## [Testo estratto]

L’allerta del Copasir

Sulla vicenda vuole vederci chiaro anche il Copasir. Il presidente, Raffaele Volpi, ha definito la questione “materia di sicurezza nazionale” e quindi il Comitato è pronto a convocare in audizione il commissario straordinario Domenico Arcuri per saperne di più sia sull’”architettura societaria” dell’azienda titolare del progetto che sulle “forme scelte” per l’affidamento e “la conseguente gestione dell’applicazione”. Non solo. Il dipartimento che sovrintende i Servizi segreti ha programmato l’audizione del ministro della Salute, Roberto Speranza, e in particolare, per Immuni, della titolare del dicastero dell’Innovazione, Paola Pisano, del direttore generale del Dis (Dipartimento informazioni e sicurezza), prefetto Gennaro Vecchione, e del vicedirettore Dis per la cybersicurezza, professor Roberto Baldoni.

Per il Copasir ci sono “implicazioni tra la sicurezza della Repubblica e la persistenza dell’emergenza del coronavirus”.  

Come se non bastasse ci sono anche aspetti legali da tenere conto. “L’utilizzo dei dati personali dei cittadini, soprattutto quelli sul loro stato di salute, anche se utilizzati per risolvere una gravissima crisi come quella Covid-19, deve obbligatoriamente sottostare ad alcune imprescindibili garanzie che impattano proprio sul piano politico e della sicurezza nazionale” spiega l’avvocato Stefano Mele, socio di Carnelutti studio legale associato. Indispensabile, inoltre, “verificare in maniera approfondita le relazioni, soprattutto economiche e di finanziamento, che la società aggiudicataria della realizzazione dell’app ha intessuto negli ultimi anni”.

Ecco perché i dati dei cittadini – e i backup di questi dati – devono essere conservati in sistemi informatici all’interno del territorio italiano e in sistemi che siano gestiti direttamente ed esclusivamente dal nostro Governo. sottolinea l’avvocato Mele. Bisogna “evitare, se possibile, di conservarli in sistemi nel cloud, perché inevitabilmente allontaniamo le informazioni da chi le gestisce, da chi le deve proteggere e da chi deve monitorare gli accessi” sottolinea l’avvocato.

Ma l’App sarà utile? A quanto pare no.

## [Attività da svolgere]
1. Secondo il testo sull'allerta del Copasir, chi ha definito la questione "materia di sicurezza nazionale"?
2. Prosegua il testo sull'allerta del Copasir a partire dall'ultima frase riportata.
I record riportati qui provengono da una fonte diversa.

## [Dati registrati]
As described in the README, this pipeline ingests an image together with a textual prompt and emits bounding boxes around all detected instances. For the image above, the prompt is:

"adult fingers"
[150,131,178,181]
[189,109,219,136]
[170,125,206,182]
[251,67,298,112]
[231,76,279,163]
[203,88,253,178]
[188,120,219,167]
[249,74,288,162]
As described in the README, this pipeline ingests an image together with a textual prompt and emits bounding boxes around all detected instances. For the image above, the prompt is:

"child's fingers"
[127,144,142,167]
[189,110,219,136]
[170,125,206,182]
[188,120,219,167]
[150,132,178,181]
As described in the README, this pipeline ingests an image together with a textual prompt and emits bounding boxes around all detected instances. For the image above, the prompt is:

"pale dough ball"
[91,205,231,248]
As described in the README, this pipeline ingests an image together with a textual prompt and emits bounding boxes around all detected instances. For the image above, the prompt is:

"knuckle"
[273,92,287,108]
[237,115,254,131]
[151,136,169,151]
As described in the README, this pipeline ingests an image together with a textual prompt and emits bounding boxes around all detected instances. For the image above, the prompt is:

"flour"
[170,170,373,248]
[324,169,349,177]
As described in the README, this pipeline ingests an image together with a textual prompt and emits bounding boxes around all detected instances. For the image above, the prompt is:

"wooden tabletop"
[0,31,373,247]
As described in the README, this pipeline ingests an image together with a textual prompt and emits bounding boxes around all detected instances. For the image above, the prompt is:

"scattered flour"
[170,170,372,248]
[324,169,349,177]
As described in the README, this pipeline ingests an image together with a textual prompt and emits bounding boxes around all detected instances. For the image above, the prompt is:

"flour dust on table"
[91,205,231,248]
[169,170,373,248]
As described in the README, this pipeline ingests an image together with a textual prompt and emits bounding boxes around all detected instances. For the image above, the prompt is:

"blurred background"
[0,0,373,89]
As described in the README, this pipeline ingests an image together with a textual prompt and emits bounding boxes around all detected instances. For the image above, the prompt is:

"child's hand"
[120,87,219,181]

## [Risultati esercizio]
1. Il presidente del Copasir, Raffaele Volpi.

2.
Secondo Andrea Lisi, avvocato, esperto di digitalizzazione, privacy e diritto dell’informatica, che si occupa da più di quindici anni di diritto dell’informatica, commercio elettronico, privacy ed eGov, dice che l’App, così come pensata, “molto probabilmente non servirà”. “Questa soluzione che prevede un tracciamento di prossimità attraverso la tecnologia bluetooth è simile a quella sviluppata a Singapore (scaricata da meno del 20% della popolazione) e ha fatto dichiarare al loro direttore dell’Agenzia di servizi digitali che il suo utilizzo debba ritenersi pericoloso per i troppi falsi positivi e negativi.” Dunque, per essere efficiente dovrebbe essere utilizzata da almeno il 60% della popolazione. Numeri che non sono stati raggiunti nemmeno con Facebook.

Nel caso si raggiungesse la percentuale, “come si intenderebbe garantire un utilizzo consapevole dell’applicativo in modo da consentire a tutti i cittadini italiani una redazione giornaliera di diari clinici digitali corretti e affidabili sul proprio stato di salute?” chiede Lisi.

 Ci sarà una contropartita gratuita del Governo?

“Questa società privata cederà tutti i codici sorgenti dell’applicativo mettendoli nella totale disponibilità del governo italiano? Verrà quindi garantito il gratuito riuso degli stessi? E lo sviluppo e la manutenzione dell’applicazione verranno forniti dalla stessa società sempre gratuitamente?”

Insomma, il premier è proprio sicuro che l’App non costerà nulla agli italiani?